------ Source information

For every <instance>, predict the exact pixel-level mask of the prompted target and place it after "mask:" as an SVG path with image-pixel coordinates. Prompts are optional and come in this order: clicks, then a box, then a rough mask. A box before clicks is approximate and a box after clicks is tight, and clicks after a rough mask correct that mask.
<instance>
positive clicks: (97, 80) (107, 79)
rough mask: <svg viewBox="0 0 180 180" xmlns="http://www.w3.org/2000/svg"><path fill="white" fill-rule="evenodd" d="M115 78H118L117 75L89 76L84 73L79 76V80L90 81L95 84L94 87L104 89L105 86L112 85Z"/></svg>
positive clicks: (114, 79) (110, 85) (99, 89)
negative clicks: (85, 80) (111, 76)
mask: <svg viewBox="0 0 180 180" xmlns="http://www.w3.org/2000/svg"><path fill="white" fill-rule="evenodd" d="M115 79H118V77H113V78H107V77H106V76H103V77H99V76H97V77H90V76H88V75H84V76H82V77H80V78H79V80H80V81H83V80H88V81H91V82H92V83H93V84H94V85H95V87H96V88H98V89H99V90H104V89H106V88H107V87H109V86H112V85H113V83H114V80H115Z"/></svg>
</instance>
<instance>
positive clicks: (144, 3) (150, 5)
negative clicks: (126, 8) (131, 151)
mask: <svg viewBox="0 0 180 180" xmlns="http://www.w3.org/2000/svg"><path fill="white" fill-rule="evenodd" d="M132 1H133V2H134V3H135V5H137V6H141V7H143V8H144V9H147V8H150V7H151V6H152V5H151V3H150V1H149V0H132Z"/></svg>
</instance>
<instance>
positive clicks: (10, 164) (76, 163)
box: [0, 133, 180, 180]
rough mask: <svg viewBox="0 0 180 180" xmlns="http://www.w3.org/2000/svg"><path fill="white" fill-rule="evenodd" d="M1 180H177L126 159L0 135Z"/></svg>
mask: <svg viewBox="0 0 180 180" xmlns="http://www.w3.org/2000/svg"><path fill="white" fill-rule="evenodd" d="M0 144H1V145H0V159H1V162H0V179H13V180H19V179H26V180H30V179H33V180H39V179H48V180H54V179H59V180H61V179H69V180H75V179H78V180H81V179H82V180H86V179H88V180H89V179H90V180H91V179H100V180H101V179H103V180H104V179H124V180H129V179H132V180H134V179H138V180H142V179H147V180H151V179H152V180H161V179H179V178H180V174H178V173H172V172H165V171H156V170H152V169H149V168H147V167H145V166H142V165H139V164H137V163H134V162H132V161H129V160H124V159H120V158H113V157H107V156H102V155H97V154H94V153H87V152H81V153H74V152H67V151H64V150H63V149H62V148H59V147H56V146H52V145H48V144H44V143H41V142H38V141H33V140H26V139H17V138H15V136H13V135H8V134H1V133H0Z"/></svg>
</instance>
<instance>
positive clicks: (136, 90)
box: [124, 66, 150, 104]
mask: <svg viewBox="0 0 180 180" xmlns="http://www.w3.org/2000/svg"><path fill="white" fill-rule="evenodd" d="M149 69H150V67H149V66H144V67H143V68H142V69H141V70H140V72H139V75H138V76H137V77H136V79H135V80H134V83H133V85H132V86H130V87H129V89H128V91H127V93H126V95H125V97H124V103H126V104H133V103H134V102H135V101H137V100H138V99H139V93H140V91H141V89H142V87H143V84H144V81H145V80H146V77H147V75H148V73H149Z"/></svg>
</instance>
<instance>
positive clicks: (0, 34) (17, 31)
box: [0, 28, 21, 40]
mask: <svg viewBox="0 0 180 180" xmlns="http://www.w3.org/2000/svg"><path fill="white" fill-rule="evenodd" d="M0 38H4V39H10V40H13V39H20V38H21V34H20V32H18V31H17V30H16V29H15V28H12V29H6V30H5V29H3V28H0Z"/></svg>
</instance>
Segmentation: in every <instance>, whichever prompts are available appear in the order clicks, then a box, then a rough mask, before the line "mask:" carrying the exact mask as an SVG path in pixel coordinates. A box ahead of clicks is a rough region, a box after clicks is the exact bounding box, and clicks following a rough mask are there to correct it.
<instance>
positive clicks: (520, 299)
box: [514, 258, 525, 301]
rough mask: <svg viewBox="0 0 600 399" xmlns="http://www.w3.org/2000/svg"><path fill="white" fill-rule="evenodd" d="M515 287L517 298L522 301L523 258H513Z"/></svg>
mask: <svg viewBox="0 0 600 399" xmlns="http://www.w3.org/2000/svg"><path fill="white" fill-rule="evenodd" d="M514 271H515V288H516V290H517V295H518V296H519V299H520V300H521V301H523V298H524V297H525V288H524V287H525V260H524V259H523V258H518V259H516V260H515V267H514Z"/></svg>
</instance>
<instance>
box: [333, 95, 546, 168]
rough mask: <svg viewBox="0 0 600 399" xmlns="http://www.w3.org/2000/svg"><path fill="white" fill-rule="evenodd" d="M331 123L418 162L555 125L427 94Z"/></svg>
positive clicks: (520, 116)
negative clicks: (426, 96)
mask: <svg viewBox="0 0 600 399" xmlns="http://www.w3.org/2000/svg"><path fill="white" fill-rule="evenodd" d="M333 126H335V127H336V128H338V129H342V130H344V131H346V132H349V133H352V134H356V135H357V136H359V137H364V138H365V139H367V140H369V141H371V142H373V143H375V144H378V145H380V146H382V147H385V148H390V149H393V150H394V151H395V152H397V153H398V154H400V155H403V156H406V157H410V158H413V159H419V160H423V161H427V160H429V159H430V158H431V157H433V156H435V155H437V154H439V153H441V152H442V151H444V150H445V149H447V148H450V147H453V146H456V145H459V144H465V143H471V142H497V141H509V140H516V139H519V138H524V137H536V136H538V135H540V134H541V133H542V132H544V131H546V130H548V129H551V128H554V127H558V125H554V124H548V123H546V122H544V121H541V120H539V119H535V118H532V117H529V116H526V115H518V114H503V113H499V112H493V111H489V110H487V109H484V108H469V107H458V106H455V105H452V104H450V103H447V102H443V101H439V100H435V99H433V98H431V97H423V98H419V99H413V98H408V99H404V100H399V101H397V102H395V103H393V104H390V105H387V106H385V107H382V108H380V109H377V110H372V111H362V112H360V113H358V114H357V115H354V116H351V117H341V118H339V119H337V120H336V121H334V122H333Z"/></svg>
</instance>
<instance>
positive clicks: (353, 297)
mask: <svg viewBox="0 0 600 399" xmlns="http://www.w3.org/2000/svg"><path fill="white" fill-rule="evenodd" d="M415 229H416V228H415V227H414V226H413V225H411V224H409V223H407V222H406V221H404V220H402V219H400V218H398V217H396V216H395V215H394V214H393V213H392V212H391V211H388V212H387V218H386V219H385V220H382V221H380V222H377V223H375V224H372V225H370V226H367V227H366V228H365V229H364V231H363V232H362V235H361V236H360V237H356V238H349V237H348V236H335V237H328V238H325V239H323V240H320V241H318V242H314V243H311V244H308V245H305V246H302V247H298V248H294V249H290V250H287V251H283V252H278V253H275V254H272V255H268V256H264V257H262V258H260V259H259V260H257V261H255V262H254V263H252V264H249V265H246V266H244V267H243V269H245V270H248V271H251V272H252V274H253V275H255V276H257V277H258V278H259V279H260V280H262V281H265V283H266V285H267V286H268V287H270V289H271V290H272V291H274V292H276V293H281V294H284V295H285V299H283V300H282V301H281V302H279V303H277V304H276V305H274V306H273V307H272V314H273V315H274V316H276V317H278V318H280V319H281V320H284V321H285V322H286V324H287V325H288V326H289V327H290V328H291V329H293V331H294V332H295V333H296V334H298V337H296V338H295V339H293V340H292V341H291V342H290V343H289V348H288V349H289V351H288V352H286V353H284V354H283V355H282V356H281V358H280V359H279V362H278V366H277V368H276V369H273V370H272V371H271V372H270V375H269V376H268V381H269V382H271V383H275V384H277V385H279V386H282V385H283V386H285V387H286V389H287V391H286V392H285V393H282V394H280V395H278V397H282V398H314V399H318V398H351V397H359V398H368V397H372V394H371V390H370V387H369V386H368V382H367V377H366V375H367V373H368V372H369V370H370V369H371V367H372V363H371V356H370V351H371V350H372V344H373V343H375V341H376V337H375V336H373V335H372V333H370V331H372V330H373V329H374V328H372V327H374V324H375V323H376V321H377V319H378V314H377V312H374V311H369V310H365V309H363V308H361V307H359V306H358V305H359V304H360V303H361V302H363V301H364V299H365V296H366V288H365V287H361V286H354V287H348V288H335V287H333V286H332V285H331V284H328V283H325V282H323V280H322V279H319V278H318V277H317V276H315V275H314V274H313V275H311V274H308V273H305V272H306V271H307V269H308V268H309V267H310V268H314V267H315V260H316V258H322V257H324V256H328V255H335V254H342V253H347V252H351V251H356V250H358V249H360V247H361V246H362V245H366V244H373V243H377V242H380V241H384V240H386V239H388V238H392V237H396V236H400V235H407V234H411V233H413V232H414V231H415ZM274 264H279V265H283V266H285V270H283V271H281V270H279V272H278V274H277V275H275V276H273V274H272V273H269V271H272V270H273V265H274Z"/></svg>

------------

_Task requirements_
Throughout the material above, find each line with "then" and return it.

_Expected answer_
For every <instance>, predict the exact pixel-level mask of the prompted target and place it after "mask:" as an SVG path with image-pixel coordinates. Prompts are optional and come in this order: clicks, then a box, then a rough mask. A box before clicks is approximate and a box after clicks is tight, and clicks after a rough mask correct that mask.
Segmentation: in every <instance>, whichever prompts are available appear in the order clicks, then a box, then a rough mask, before the line "mask:" carrying the exact mask as an SVG path in pixel coordinates. A box ahead of clicks is a rough region, a box after clicks is the exact bounding box, and clicks following a rough mask are there to correct it.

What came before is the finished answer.